* start *

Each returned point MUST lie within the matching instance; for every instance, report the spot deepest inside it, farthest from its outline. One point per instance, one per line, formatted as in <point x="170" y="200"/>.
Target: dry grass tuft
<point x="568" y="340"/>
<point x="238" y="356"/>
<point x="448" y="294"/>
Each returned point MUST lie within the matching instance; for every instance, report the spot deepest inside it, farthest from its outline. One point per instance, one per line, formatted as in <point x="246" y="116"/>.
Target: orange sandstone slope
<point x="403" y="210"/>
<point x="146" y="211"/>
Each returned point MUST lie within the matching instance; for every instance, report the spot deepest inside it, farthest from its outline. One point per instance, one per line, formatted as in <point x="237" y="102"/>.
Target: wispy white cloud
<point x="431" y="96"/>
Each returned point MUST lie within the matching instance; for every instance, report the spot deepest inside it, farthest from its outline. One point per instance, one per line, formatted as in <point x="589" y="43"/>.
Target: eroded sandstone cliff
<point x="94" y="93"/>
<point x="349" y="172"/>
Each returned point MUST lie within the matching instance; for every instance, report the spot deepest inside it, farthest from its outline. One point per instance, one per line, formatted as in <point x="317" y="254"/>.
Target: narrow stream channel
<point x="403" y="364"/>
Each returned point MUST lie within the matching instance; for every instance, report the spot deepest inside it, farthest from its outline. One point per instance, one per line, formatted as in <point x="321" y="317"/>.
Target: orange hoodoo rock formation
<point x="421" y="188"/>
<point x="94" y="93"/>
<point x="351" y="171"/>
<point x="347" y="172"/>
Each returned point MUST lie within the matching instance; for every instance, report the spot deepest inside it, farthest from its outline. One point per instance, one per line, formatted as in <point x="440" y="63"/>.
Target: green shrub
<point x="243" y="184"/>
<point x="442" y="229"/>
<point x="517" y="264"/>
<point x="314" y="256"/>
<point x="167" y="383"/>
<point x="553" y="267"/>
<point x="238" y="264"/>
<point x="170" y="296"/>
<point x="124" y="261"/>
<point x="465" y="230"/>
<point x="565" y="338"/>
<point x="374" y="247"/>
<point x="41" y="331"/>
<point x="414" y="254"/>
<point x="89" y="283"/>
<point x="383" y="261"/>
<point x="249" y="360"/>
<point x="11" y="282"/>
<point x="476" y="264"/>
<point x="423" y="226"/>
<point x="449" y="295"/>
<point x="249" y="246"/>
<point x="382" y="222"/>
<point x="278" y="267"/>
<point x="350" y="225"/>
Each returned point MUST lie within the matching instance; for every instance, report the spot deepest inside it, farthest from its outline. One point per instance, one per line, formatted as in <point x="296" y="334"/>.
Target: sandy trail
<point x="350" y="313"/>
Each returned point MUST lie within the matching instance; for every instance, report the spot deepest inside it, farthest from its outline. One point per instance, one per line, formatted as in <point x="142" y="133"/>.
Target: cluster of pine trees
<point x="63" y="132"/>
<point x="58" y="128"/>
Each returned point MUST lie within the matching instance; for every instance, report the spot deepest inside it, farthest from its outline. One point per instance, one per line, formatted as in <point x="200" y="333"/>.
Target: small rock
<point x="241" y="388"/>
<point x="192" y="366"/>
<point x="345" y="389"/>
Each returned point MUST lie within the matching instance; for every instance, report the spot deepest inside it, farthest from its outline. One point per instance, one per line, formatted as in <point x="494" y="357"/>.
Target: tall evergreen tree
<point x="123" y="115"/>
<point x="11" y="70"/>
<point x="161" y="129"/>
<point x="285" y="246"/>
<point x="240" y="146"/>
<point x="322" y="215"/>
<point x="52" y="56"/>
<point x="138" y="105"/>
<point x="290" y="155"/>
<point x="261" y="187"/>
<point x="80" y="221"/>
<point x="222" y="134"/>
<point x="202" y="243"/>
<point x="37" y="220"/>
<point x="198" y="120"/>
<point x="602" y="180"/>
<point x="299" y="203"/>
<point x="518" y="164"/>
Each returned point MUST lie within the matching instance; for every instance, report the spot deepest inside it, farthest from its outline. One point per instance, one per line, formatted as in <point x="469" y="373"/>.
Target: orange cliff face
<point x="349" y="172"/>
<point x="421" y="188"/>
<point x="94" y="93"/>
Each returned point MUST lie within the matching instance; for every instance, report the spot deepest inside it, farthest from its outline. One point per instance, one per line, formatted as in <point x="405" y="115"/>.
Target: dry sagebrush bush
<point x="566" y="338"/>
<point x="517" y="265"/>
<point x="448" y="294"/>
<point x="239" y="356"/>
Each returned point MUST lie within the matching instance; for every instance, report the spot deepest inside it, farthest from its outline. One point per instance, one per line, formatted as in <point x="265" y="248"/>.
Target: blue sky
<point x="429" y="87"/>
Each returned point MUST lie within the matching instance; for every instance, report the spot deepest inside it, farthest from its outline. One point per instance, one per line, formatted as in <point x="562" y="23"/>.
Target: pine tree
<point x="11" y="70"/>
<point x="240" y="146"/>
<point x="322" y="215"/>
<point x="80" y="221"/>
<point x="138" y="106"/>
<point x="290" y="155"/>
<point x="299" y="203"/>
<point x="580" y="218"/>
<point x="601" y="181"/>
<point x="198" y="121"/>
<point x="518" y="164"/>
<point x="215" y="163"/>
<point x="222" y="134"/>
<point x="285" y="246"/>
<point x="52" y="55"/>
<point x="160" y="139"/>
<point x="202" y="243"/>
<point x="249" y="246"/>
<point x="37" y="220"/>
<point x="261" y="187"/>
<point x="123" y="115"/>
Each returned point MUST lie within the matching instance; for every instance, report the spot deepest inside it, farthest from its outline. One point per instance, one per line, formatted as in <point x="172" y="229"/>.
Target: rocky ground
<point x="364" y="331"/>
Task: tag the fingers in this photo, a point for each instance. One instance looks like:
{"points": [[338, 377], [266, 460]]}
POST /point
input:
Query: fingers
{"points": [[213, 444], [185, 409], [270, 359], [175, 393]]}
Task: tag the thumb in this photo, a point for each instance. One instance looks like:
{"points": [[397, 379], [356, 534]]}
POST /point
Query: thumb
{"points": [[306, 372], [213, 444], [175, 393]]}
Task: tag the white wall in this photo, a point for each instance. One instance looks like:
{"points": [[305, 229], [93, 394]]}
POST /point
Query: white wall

* end *

REQUIRED TASK
Extract every item above, reproducing each line without any change.

SOLUTION FOR THIS EXERCISE
Each returned point MUST lie within the matching instance; for every instance, report the spot deepest inside it, farthest from its outline. One point per instance, one per line, formatted as in <point x="170" y="200"/>.
Target: dry grass tuft
<point x="568" y="340"/>
<point x="238" y="356"/>
<point x="448" y="294"/>
Each returned point MUST lie within the matching instance; for every instance, report the spot deepest inside it, farthest from its outline. One point per instance, one per line, formatted as in <point x="246" y="116"/>.
Target: orange sandstone slope
<point x="403" y="210"/>
<point x="146" y="211"/>
Each returned point MUST lie within the matching instance; for every instance, report the spot deepest inside it, farthest from its outline. One point per instance, one per line, formatted as in <point x="237" y="102"/>.
Target: wispy white cloud
<point x="431" y="96"/>
Each returned point MUST lie within the matching instance; for every instance, report the spot deepest inside it, farthest from its outline. One point per instance, one per line, formatted as in <point x="589" y="43"/>.
Target: eroded sandstone cliff
<point x="94" y="93"/>
<point x="349" y="172"/>
Each returned point MUST lie within the matching instance; for every instance, report the spot deepest inside it, farthest from its outline. One point per instance, one per line, formatted as in <point x="317" y="254"/>.
Target: narrow stream channel
<point x="403" y="364"/>
Each returned point MUST lie within the matching instance; for every instance, report the spot deepest inside it, farthest from its outline. One point per instance, one per line, formatted as in <point x="321" y="317"/>.
Target: orange hoodoo rock formation
<point x="421" y="188"/>
<point x="94" y="93"/>
<point x="351" y="171"/>
<point x="347" y="172"/>
Each returned point MUST lie within the matching instance; for every instance, report the spot deepest inside it, farthest from its outline. One point per instance, one per line, formatted as in <point x="440" y="63"/>.
Target: green shrub
<point x="243" y="184"/>
<point x="442" y="229"/>
<point x="517" y="264"/>
<point x="314" y="256"/>
<point x="167" y="383"/>
<point x="553" y="267"/>
<point x="238" y="264"/>
<point x="170" y="296"/>
<point x="124" y="261"/>
<point x="465" y="230"/>
<point x="565" y="338"/>
<point x="374" y="247"/>
<point x="41" y="331"/>
<point x="414" y="254"/>
<point x="89" y="283"/>
<point x="383" y="261"/>
<point x="249" y="360"/>
<point x="11" y="282"/>
<point x="476" y="264"/>
<point x="423" y="226"/>
<point x="449" y="295"/>
<point x="249" y="246"/>
<point x="382" y="222"/>
<point x="278" y="267"/>
<point x="350" y="225"/>
Each returned point MUST lie within the matching instance; for every instance, report the spot deepest inside it, farthest from its outline. One point per instance, one per line, formatted as in <point x="296" y="334"/>.
Target: sandy trail
<point x="350" y="313"/>
Each returned point MUST lie within the matching instance; for every instance, report the spot deepest inside it, farthest from its outline. One point per instance, one per line, formatted as in <point x="142" y="133"/>.
Target: cluster of pine trees
<point x="63" y="132"/>
<point x="58" y="128"/>
Each returned point MUST lie within the matching instance; for every instance, report the spot deepest inside it, farthest from its outline. One point per instance, one per line, formatted as in <point x="200" y="333"/>.
Target: small rock
<point x="241" y="388"/>
<point x="192" y="366"/>
<point x="345" y="389"/>
Each returned point MUST lie within the matching instance; for every instance, report the spot deepest inside it, farthest from its outline. One point per instance, one per line, formatted as in <point x="494" y="357"/>.
Target: tall evergreen tree
<point x="123" y="115"/>
<point x="11" y="70"/>
<point x="161" y="129"/>
<point x="285" y="246"/>
<point x="240" y="146"/>
<point x="322" y="215"/>
<point x="52" y="56"/>
<point x="138" y="105"/>
<point x="290" y="155"/>
<point x="261" y="187"/>
<point x="80" y="221"/>
<point x="222" y="134"/>
<point x="202" y="243"/>
<point x="37" y="220"/>
<point x="198" y="120"/>
<point x="602" y="180"/>
<point x="299" y="203"/>
<point x="518" y="164"/>
Each returned point MUST lie within the matching instance; for every instance, report the spot deepest inside it, farthest from its outline. One point per instance, one per line, formatted as in <point x="469" y="373"/>.
Target: orange cliff face
<point x="349" y="172"/>
<point x="421" y="188"/>
<point x="94" y="93"/>
Each returned point MUST lie within the matching instance; for every instance, report the spot deepest inside it, farthest from its outline. One point per instance, one per line, formatted as in <point x="405" y="115"/>.
Target: dry sagebrush bush
<point x="566" y="338"/>
<point x="517" y="265"/>
<point x="448" y="294"/>
<point x="239" y="356"/>
Each returned point MUST lie within the matching instance; for every instance, report the spot deepest inside it, farthest from its outline. One point per instance, one per line, formatted as in <point x="265" y="248"/>.
Target: blue sky
<point x="429" y="87"/>
Each returned point MUST lie within the matching instance; for every instance, report the spot deepest inside it, farthest from its outline. One point per instance, one per line, formatted as in <point x="562" y="23"/>.
Target: pine tree
<point x="11" y="70"/>
<point x="240" y="146"/>
<point x="322" y="215"/>
<point x="80" y="221"/>
<point x="138" y="106"/>
<point x="290" y="155"/>
<point x="299" y="203"/>
<point x="580" y="218"/>
<point x="601" y="181"/>
<point x="198" y="121"/>
<point x="518" y="164"/>
<point x="215" y="163"/>
<point x="222" y="134"/>
<point x="285" y="246"/>
<point x="52" y="55"/>
<point x="160" y="139"/>
<point x="202" y="243"/>
<point x="249" y="246"/>
<point x="37" y="220"/>
<point x="261" y="187"/>
<point x="123" y="115"/>
Each returned point MUST lie within the matching instance; for every instance, report the spot deepest inside it, farthest from its outline. One point per instance, one per line, formatted as in <point x="172" y="229"/>.
Target: rocky ground
<point x="364" y="331"/>
Task: tag the fingers in this photo, a point for each instance. One instance looks like:
{"points": [[338, 377], [266, 460]]}
POST /point
input:
Query: fingers
{"points": [[213, 444], [185, 409], [270, 359], [175, 393]]}
Task: tag the thumb in this photo, a point for each instance. One instance looks like:
{"points": [[397, 379], [356, 534]]}
POST /point
Query: thumb
{"points": [[306, 372], [213, 444], [175, 393]]}
Task: tag the white wall in this photo, a point for each instance. One instance looks like:
{"points": [[305, 229], [93, 394]]}
POST /point
Query: white wall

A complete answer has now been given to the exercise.